** Data for this task follows **

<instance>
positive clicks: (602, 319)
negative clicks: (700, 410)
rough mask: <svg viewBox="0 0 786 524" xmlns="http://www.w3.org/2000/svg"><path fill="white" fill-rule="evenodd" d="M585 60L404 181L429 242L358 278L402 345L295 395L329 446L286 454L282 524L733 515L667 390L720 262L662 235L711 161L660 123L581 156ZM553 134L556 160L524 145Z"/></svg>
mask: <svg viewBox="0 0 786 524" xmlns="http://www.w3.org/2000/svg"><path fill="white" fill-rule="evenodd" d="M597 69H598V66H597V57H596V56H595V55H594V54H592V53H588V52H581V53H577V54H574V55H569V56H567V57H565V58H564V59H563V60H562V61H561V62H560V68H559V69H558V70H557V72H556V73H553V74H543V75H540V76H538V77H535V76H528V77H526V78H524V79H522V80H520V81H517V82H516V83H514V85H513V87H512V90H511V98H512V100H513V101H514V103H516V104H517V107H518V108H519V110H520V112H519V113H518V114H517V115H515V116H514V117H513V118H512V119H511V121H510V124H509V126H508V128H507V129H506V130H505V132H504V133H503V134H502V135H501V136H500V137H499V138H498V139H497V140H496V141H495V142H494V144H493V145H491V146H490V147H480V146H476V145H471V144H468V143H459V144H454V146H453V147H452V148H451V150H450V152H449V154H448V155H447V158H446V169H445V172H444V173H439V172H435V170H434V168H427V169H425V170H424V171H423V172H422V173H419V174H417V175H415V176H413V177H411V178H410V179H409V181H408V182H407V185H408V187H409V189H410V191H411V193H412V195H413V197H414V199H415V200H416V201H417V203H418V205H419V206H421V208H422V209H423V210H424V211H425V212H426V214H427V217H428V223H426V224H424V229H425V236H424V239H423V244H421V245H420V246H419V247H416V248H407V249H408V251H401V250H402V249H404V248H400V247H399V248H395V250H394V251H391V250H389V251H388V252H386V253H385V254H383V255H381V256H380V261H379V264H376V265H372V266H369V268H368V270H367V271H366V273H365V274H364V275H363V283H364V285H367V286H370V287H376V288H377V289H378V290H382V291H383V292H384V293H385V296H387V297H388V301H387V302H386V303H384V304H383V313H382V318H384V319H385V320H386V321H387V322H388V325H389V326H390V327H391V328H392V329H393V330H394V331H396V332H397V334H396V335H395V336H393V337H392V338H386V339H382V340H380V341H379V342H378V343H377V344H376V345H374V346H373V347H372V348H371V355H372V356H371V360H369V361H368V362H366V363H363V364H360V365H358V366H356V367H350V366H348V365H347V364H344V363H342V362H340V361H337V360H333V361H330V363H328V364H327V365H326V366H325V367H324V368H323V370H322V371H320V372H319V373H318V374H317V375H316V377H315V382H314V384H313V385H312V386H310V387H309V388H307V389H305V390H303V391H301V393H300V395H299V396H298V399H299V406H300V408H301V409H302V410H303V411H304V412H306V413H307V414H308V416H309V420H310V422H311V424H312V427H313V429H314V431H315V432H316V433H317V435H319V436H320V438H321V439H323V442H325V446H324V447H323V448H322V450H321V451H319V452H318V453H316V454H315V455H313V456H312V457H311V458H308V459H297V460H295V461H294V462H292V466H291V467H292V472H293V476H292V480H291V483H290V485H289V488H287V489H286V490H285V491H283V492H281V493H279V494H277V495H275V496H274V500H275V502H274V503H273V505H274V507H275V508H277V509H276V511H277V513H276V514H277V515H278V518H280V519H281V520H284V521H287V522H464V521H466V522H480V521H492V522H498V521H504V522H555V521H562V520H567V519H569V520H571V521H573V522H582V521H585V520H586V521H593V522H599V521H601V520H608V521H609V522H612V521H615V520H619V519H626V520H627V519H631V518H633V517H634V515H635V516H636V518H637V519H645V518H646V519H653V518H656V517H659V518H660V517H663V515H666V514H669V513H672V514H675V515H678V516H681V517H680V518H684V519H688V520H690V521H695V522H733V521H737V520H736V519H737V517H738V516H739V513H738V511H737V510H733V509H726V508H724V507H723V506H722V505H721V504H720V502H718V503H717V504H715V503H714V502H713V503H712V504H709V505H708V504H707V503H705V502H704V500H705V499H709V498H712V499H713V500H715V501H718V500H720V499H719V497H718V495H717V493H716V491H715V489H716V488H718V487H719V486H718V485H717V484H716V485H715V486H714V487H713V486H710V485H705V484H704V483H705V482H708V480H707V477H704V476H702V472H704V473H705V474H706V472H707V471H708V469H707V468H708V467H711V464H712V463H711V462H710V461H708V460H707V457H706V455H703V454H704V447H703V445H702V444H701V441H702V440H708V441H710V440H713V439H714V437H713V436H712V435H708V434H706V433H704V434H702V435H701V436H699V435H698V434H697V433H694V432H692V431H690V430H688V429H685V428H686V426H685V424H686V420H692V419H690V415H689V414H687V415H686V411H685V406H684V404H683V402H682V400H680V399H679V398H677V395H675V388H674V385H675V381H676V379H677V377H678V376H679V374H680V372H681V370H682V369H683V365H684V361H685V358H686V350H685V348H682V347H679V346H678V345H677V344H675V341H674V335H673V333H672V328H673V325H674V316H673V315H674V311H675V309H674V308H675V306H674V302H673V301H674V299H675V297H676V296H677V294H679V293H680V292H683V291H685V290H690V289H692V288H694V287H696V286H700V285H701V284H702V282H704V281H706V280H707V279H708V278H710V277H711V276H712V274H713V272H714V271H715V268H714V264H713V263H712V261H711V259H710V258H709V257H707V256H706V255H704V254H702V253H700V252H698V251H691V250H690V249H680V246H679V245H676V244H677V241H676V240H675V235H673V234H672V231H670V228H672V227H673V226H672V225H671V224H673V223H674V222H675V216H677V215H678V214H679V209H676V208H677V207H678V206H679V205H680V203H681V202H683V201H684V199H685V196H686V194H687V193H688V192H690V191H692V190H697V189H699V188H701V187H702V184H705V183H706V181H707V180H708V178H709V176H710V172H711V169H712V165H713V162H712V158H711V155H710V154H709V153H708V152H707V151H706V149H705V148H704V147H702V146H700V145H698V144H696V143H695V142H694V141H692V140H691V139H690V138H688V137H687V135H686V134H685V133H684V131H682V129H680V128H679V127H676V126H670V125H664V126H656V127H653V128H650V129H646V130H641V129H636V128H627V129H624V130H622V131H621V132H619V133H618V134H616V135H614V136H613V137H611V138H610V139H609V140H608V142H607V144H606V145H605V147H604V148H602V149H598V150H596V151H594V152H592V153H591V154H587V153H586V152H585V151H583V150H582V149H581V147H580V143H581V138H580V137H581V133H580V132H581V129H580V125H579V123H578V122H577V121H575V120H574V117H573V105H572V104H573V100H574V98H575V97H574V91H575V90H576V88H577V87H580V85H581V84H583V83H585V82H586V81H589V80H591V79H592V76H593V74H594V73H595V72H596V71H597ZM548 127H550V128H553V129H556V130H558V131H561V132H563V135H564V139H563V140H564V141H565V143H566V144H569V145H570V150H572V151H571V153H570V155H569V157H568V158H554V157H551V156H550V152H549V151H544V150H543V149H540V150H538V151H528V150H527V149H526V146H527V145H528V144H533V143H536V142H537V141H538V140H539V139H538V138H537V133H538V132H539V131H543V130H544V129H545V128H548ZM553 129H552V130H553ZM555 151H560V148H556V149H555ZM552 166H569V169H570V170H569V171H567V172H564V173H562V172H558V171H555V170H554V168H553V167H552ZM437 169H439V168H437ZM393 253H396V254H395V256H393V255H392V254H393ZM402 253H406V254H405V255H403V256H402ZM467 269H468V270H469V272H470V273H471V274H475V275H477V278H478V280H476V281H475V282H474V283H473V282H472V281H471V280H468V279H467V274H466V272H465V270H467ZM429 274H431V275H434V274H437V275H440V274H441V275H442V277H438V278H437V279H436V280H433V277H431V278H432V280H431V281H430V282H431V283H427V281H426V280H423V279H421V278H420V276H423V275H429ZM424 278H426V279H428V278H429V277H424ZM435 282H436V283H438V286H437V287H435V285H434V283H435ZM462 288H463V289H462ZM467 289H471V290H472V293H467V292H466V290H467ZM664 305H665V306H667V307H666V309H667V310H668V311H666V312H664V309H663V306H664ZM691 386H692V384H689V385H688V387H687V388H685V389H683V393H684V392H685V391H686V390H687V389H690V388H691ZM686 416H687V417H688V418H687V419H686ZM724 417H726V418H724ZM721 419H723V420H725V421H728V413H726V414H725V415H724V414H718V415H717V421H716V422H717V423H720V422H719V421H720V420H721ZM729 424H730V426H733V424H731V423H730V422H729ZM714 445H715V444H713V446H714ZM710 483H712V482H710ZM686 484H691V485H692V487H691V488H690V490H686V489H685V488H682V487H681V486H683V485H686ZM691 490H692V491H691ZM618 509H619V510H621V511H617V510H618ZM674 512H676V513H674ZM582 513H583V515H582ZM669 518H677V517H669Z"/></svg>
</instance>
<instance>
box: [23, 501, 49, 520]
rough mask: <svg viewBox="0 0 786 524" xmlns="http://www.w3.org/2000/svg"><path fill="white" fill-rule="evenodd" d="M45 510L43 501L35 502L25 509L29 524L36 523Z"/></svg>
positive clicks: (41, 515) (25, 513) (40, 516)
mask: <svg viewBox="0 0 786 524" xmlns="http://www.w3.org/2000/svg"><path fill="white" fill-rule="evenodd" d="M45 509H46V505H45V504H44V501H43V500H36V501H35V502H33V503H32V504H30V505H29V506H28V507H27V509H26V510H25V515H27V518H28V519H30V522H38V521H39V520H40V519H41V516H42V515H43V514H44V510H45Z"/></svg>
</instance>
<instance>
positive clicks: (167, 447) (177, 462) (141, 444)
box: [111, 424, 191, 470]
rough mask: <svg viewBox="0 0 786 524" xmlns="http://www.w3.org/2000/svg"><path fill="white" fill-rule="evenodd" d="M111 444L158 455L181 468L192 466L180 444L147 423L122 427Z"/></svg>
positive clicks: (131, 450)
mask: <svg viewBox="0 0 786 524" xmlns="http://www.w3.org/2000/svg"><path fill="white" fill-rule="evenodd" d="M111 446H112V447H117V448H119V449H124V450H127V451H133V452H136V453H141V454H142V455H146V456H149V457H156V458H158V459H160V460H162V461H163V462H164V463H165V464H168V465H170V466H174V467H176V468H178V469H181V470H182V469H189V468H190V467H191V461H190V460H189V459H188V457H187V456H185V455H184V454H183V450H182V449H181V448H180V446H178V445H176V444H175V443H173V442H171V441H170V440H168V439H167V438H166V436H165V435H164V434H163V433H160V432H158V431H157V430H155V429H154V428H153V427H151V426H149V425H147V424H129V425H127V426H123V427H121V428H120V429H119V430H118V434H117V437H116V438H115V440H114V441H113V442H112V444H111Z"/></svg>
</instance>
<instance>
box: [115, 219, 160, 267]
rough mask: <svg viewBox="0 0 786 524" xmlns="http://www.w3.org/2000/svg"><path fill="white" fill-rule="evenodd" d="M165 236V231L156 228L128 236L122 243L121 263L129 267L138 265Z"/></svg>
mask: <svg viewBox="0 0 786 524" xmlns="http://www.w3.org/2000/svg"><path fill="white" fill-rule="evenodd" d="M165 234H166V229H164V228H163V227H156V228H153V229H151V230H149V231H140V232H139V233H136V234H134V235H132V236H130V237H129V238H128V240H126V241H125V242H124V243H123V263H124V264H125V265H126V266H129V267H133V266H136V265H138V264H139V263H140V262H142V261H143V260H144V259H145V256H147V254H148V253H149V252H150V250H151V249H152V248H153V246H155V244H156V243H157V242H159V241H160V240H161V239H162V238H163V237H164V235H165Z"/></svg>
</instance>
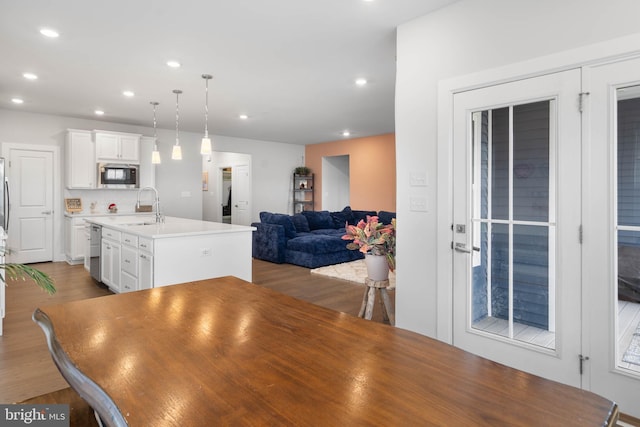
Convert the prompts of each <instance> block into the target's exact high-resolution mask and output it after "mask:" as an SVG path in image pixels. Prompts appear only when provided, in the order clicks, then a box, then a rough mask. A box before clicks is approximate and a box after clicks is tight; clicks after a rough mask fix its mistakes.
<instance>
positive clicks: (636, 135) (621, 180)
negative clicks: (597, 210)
mask: <svg viewBox="0 0 640 427" xmlns="http://www.w3.org/2000/svg"><path fill="white" fill-rule="evenodd" d="M638 194H640V98H631V99H624V100H621V101H618V225H640V197H639V196H638Z"/></svg>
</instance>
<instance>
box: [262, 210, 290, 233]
mask: <svg viewBox="0 0 640 427" xmlns="http://www.w3.org/2000/svg"><path fill="white" fill-rule="evenodd" d="M260 222H264V223H265V224H275V225H281V226H283V227H284V235H285V237H287V238H288V239H292V238H294V237H296V227H295V226H294V225H293V221H292V220H291V216H289V215H285V214H276V213H271V212H265V211H263V212H260Z"/></svg>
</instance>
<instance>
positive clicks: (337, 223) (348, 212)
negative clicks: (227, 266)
mask: <svg viewBox="0 0 640 427" xmlns="http://www.w3.org/2000/svg"><path fill="white" fill-rule="evenodd" d="M331 218H332V219H333V226H334V227H335V228H344V225H345V224H346V223H349V224H352V223H353V212H351V207H350V206H347V207H345V208H344V209H342V210H341V211H339V212H331Z"/></svg>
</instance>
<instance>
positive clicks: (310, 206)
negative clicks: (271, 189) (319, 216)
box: [293, 173, 314, 213]
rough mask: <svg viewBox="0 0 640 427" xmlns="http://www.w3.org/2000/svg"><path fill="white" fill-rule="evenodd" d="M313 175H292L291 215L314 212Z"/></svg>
mask: <svg viewBox="0 0 640 427" xmlns="http://www.w3.org/2000/svg"><path fill="white" fill-rule="evenodd" d="M313 202H314V200H313V174H309V175H298V174H295V173H294V174H293V213H299V212H302V211H312V210H314V204H313Z"/></svg>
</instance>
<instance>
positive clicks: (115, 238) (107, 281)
mask: <svg viewBox="0 0 640 427" xmlns="http://www.w3.org/2000/svg"><path fill="white" fill-rule="evenodd" d="M120 252H121V245H120V232H119V231H116V230H112V229H110V228H106V227H102V244H101V252H100V269H101V276H102V283H104V284H105V285H107V286H108V287H109V288H110V289H111V290H112V291H113V292H116V293H118V292H120V269H121V263H120Z"/></svg>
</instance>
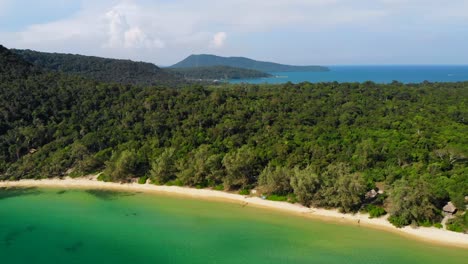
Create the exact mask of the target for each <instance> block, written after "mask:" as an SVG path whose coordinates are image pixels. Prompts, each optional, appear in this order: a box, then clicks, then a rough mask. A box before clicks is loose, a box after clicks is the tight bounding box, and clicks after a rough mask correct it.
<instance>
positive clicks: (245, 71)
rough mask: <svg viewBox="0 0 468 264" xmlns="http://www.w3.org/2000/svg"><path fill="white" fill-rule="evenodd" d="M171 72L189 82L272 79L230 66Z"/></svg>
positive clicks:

** End of Data for this task **

* **Requirement**
All lines of the entries containing the string "Prompts" must be shown in full.

* **Exercise answer**
Convert the prompts of each <instance> block into the target's exact high-resolution mask and output it after "mask:" as an SVG path in image pixels. Prompts appear only when provided, in the order clicks, then a box, then a rough mask. A box before clicks is approximate and a box after clicks is tight; clicks after a rough mask fix its mistakes.
Create the exact mask of the target for each <instance> block, written after "mask:" as an SVG path whose coordinates are image pixels. Prompts, each optional, appear in this order: a box, then clicks, then a rough mask. A box before clicks is loose, a box after clicks is the tight bounding box, and clicks after a rough mask correct it.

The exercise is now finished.